Records from a data source:
★ ★ ★ ★ ★

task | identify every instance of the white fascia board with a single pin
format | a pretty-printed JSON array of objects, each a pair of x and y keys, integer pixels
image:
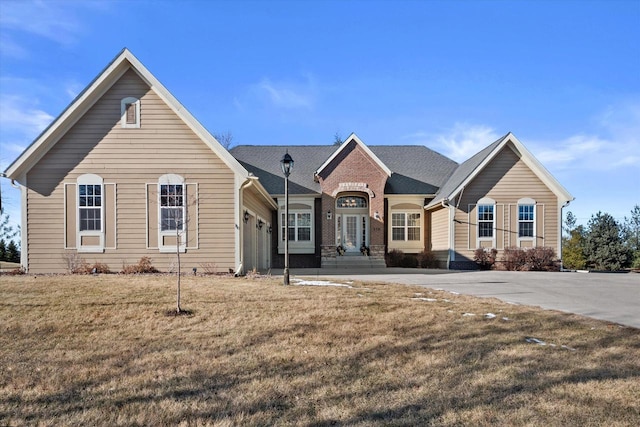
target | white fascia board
[
  {"x": 78, "y": 107},
  {"x": 479, "y": 168},
  {"x": 536, "y": 167},
  {"x": 93, "y": 93},
  {"x": 362, "y": 145},
  {"x": 186, "y": 116},
  {"x": 263, "y": 192},
  {"x": 540, "y": 171}
]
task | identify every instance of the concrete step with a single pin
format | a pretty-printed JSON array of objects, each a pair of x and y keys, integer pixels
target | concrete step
[{"x": 353, "y": 262}]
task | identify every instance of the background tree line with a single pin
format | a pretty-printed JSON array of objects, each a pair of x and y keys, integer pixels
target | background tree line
[{"x": 604, "y": 244}]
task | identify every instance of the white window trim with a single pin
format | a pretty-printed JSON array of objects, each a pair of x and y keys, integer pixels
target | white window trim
[
  {"x": 123, "y": 112},
  {"x": 90, "y": 179},
  {"x": 172, "y": 179},
  {"x": 526, "y": 202},
  {"x": 297, "y": 247},
  {"x": 406, "y": 245},
  {"x": 486, "y": 201}
]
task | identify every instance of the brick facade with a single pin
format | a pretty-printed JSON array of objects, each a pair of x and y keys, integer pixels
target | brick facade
[{"x": 353, "y": 170}]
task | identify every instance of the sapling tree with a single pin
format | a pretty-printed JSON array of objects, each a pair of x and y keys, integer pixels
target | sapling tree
[{"x": 175, "y": 210}]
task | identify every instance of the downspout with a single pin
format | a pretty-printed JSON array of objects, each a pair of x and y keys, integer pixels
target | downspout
[
  {"x": 445, "y": 204},
  {"x": 23, "y": 220},
  {"x": 248, "y": 183},
  {"x": 560, "y": 226}
]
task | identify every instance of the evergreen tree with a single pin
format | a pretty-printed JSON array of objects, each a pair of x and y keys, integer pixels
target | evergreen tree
[
  {"x": 13, "y": 253},
  {"x": 603, "y": 244},
  {"x": 3, "y": 250},
  {"x": 573, "y": 244},
  {"x": 631, "y": 235},
  {"x": 573, "y": 249}
]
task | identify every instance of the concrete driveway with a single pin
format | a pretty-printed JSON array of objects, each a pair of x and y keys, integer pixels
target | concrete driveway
[{"x": 607, "y": 296}]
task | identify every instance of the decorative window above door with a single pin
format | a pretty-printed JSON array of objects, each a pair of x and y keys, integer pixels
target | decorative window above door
[{"x": 346, "y": 202}]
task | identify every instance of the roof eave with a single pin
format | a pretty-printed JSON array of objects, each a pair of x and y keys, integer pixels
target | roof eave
[
  {"x": 78, "y": 107},
  {"x": 362, "y": 145}
]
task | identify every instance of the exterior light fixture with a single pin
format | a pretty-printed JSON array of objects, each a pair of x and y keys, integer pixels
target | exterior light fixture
[{"x": 287, "y": 165}]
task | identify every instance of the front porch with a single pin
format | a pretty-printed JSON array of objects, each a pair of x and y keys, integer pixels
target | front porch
[{"x": 353, "y": 260}]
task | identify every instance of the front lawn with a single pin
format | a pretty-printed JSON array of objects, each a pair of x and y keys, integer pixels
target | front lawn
[{"x": 101, "y": 350}]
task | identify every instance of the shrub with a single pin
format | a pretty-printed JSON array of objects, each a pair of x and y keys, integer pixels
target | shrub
[
  {"x": 73, "y": 261},
  {"x": 143, "y": 266},
  {"x": 485, "y": 258},
  {"x": 409, "y": 261},
  {"x": 96, "y": 268},
  {"x": 513, "y": 259},
  {"x": 528, "y": 259},
  {"x": 394, "y": 258},
  {"x": 541, "y": 259},
  {"x": 427, "y": 259}
]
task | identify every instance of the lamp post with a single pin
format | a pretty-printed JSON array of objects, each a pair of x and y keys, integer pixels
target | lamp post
[{"x": 287, "y": 164}]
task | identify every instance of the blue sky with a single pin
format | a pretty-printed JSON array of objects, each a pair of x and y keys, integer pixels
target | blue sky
[{"x": 563, "y": 76}]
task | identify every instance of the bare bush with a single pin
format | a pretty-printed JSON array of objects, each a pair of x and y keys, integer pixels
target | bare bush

★ ★ ★ ★ ★

◆ **Assigned task**:
Pick out all lines from the data above in which the word "bush" appears.

◆ **Result of this exercise**:
task | identify every instance of the bare bush with a single pin
target | bare bush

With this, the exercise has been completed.